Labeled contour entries
Begin
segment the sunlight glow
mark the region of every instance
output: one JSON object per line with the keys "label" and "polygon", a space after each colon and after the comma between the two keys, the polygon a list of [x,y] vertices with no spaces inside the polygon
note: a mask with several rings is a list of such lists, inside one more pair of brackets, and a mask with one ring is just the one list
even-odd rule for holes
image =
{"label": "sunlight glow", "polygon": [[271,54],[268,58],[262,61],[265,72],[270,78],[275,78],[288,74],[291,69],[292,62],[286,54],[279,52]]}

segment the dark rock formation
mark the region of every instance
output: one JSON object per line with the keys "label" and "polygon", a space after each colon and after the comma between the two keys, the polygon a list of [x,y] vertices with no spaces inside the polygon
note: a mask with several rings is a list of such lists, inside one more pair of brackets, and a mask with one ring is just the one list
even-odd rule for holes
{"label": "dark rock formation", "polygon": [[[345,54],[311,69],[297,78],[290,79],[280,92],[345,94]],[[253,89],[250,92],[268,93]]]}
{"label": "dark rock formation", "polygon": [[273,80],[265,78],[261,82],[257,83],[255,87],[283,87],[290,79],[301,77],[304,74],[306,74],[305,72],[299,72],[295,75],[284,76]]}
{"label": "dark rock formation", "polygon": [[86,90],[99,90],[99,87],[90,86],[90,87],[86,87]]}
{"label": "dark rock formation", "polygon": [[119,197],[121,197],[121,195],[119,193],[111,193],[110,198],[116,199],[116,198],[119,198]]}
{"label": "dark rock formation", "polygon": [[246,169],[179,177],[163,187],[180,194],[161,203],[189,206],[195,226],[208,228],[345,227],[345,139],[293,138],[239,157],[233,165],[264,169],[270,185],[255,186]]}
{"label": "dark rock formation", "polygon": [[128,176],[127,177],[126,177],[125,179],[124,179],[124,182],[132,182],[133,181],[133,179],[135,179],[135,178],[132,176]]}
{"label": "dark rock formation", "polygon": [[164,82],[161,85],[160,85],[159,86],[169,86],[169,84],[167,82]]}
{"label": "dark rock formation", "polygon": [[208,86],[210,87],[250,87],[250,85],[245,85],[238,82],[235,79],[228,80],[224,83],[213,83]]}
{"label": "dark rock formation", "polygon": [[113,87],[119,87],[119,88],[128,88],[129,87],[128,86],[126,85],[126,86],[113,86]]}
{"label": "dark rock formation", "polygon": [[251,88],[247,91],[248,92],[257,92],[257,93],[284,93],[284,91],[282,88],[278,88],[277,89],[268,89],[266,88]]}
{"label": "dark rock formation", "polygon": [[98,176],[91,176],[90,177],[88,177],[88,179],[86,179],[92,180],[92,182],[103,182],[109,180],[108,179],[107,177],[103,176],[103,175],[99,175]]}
End
The task
Please reproduce the stretch of the material from the line containing "segment the dark rock formation" through the end of the material, keeping every character unchanged.

Full answer
segment the dark rock formation
mark the region of every instance
output: one JSON object per line with the keys "label" and "polygon", a space after each colon and after the comma between the two keys, the polygon a list of [x,y] vertices with no spaces inside the polygon
note: a mask with several rings is a list of such lists, inside one more pair of brackets, and a mask with one ring is just the one list
even-odd rule for holes
{"label": "dark rock formation", "polygon": [[[345,54],[311,69],[297,78],[290,79],[280,92],[345,94]],[[253,89],[250,92],[268,93]]]}
{"label": "dark rock formation", "polygon": [[273,80],[265,78],[261,82],[257,83],[255,87],[283,87],[290,79],[301,77],[304,74],[306,74],[305,72],[299,72],[295,75],[284,76]]}
{"label": "dark rock formation", "polygon": [[86,90],[99,90],[99,87],[90,86],[90,87],[86,87]]}
{"label": "dark rock formation", "polygon": [[119,197],[121,197],[121,195],[119,193],[111,193],[110,198],[116,199],[116,198],[119,198]]}
{"label": "dark rock formation", "polygon": [[246,169],[179,177],[163,187],[180,194],[161,203],[189,206],[195,226],[208,228],[345,227],[345,139],[293,138],[239,157],[233,165],[264,169],[270,185],[255,186]]}
{"label": "dark rock formation", "polygon": [[128,176],[127,177],[126,177],[125,179],[124,179],[124,182],[132,182],[133,181],[133,179],[135,179],[135,178],[132,176]]}
{"label": "dark rock formation", "polygon": [[164,82],[161,85],[160,85],[159,86],[169,86],[169,84],[167,82]]}
{"label": "dark rock formation", "polygon": [[208,86],[210,87],[250,87],[250,85],[245,85],[238,82],[235,79],[228,80],[224,83],[213,83]]}
{"label": "dark rock formation", "polygon": [[113,87],[119,87],[119,88],[128,88],[129,87],[128,86],[126,85],[126,86],[113,86]]}
{"label": "dark rock formation", "polygon": [[251,88],[247,91],[248,92],[257,92],[257,93],[284,93],[284,91],[282,88],[278,88],[277,89],[268,89],[266,88]]}
{"label": "dark rock formation", "polygon": [[98,176],[91,176],[90,177],[88,177],[88,179],[86,179],[92,180],[92,182],[103,182],[109,180],[108,179],[107,177],[103,176],[103,175],[99,175]]}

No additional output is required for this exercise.